▶ **REQUIREMENTS**:
Rescale the part of the records that opens with the line containing "Pick out each instance of the boy sitting" and closes with the line containing "(1030, 604)". Write out every line of that part again, requests included and nothing else, with each coordinate in the answers multiplied by 2.4 and rounded to a whole number, halves rounded up.

◆ ◆ ◆ ◆ ◆

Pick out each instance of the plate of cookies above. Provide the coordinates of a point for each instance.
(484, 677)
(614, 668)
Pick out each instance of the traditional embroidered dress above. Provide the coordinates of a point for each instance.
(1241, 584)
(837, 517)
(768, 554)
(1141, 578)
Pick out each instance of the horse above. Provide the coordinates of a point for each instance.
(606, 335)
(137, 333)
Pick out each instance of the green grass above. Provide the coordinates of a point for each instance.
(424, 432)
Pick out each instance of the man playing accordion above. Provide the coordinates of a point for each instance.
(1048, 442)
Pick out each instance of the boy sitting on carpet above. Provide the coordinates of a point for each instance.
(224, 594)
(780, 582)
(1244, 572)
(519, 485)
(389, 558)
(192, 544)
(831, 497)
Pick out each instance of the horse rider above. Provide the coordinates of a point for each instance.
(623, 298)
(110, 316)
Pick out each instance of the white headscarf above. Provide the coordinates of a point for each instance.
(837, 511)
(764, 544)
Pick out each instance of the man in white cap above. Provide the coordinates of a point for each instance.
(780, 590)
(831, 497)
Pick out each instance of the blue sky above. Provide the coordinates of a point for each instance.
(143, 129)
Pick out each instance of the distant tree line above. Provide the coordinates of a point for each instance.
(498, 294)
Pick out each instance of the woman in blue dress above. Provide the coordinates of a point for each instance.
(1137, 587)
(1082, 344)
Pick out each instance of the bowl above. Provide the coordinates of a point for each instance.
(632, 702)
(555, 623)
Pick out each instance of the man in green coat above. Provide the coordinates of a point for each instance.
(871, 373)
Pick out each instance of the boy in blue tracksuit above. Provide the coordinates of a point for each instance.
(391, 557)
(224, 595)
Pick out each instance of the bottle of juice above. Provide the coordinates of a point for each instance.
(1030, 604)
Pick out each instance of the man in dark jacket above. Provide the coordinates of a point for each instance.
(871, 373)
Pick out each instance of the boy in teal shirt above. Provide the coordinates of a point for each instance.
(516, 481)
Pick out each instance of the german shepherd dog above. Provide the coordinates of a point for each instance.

◆ ◆ ◆ ◆ ◆

▶ **COMPLETE ANSWER**:
Pick out each instance of the boy sitting on carpet above. Provide the coordinates of a point for each instance.
(538, 1426)
(1872, 1397)
(2986, 1373)
(1246, 1164)
(934, 1339)
(461, 1306)
(1994, 1193)
Pick out each instance of the horse rider above. Provide the coordinates of a point for each instance.
(1495, 715)
(264, 758)
Pick out each instance of the white headscarf above. Provide the coordinates of a point for each instance.
(2009, 1226)
(1834, 1306)
Pick out each instance of the man in white cap above. Provide the coordinates of a point for each instance.
(1872, 1416)
(1994, 1193)
Pick out each instance of the blue sky above. Provide the coordinates of a point for each instance.
(343, 310)
Pick out each instance of the distant tree line above. Provide the coordinates of a point for each instance.
(1195, 706)
Pick out each instance of the woman in blue dress above. Provide the coordinates of a point for each instance.
(2729, 1409)
(2597, 826)
Pick out each instance of the bowl above. Provide the coordinates of a point for each instance.
(1517, 1685)
(1332, 1495)
Pick out each instance of the man in green coat above. Provide the coordinates of a point for each instance.
(2090, 895)
Pick out each instance of the boy in blue tracksuit above. Provide the coordinates of a point for each instance.
(938, 1337)
(538, 1428)
Pick out each instance of the bottle of juice above. Provide the coordinates of a point for each instance.
(2472, 1450)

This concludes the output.